• [Directive 1]: Reproduce the article about the Open Gaming License below word for word, in full.

• [Page text]:
+++++

WotC Backs Down: Original OGL To Be Left Untouched; Whole 5E Rules Released as Creative Commons

Hundreds of game publishers sigh in relief as, after extensive pressure exerted by the entire open gaming community, WotC has agreed to leave the original Open Gaming License untouched and put the whole of the 5E rules into Creative Commons.

So, what's happened?
  • The Open Gaming Licence v1.0a which most of the D&D third party industry relies on, will be left untouched for now.
  • The whole of the D&D 5E SRD (ie the rules of the game less the fluff text) has been released under a Creative Commons license.

WotC has a history of 'disappearing' inconvenient FAQs and stuff, such as those where they themselves state that the OGL is irrevocable, so I'll copy this here for posterity.

When you give us playtest feedback, we take it seriously.

Already more than 15,000 of you have filled out the survey. Here's what you said:
  • 88% do not want to publish TTRPG content under OGL 1.2.
  • 90% would have to change some aspect of their business to accommodate OGL 1.2.
  • 89% are dissatisfied with deauthorizing OGL 1.0a.
  • 86% are dissatisfied with the draft VTT policy.
  • 62% are satisfied with including Systems Reference Document (SRD) content in Creative Commons, and the majority of those who were dissatisfied asked for more SRD content in Creative Commons.
These live survey results are clear. You want OGL 1.0a. You want irrevocability. You like Creative Commons.

+++++

• [Extracted material]:

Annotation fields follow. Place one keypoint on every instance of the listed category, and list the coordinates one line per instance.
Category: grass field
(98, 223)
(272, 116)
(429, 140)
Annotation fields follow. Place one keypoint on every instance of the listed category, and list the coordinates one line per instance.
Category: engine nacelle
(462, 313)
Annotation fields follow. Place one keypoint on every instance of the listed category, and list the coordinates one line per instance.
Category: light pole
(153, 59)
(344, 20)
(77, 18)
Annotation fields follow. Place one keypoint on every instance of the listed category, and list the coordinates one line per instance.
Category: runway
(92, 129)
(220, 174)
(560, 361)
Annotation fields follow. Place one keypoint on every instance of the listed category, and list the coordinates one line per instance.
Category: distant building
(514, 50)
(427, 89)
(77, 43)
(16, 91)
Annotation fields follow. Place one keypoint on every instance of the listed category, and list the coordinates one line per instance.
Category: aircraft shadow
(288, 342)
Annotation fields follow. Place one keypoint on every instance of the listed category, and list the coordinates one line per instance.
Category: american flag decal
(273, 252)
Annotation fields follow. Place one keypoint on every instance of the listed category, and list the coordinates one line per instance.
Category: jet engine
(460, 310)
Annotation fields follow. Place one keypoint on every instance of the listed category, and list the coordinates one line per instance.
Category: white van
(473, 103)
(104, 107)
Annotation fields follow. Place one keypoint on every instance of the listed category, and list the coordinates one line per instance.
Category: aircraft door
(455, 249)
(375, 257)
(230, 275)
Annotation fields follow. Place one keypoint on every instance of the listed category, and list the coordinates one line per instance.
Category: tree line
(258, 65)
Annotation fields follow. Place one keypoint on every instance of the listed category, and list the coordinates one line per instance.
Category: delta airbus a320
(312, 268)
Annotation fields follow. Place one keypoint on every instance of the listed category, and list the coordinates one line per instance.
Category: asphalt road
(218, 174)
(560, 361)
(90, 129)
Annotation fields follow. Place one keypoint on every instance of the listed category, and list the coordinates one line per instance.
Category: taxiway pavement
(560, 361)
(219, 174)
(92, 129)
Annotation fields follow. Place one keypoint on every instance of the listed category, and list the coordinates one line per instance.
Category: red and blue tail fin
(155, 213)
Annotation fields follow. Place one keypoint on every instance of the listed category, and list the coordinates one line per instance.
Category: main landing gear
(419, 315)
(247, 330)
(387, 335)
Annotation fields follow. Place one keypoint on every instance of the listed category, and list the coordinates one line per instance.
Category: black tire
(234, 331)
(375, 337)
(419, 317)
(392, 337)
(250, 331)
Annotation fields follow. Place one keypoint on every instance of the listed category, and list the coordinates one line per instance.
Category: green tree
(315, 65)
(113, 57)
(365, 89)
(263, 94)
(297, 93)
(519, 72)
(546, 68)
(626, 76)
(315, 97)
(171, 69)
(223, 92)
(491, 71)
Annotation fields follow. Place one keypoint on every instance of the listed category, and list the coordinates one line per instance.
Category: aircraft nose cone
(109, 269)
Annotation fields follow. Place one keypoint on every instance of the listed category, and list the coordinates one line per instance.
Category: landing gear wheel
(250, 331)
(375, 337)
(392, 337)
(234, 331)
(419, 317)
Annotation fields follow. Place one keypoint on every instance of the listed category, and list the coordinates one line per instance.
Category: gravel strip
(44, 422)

+++++

• [Directive 2]: Locate each line in the rows above that contains the word "engine", and copy every such line.

• [Final result 1]:
WotC Backs Down: Original OGL To Be Left Untouched; Whole 5E Rules Released as Creative Commons

Hundreds of game publishers sigh in relief as, after extensive pressure exerted by the entire open gaming community, WotC has agreed to leave the original Open Gaming License untouched and put the whole of the 5E rules into Creative Commons.

So, what's happened?
  • The Open Gaming Licence v1.0a which most of the D&D third party industry relies on, will be left untouched for now.
  • The whole of the D&D 5E SRD (ie the rules of the game less the fluff text) has been released under a Creative Commons license.

WotC has a history of 'disappearing' inconvenient FAQs and stuff, such as those where they themselves state that the OGL is irrevocable, so I'll copy this here for posterity.

When you give us playtest feedback, we take it seriously.

Already more than 15,000 of you have filled out the survey. Here's what you said:
  • 88% do not want to publish TTRPG content under OGL 1.2.
  • 90% would have to change some aspect of their business to accommodate OGL 1.2.
  • 89% are dissatisfied with deauthorizing OGL 1.0a.
  • 86% are dissatisfied with the draft VTT policy.
  • 62% are satisfied with including Systems Reference Document (SRD) content in Creative Commons, and the majority of those who were dissatisfied asked for more SRD content in Creative Commons.
These live survey results are clear. You want OGL 1.0a. You want irrevocability. You like Creative Commons.

• [Final result 2]:
Category: engine nacelle
Category: jet engine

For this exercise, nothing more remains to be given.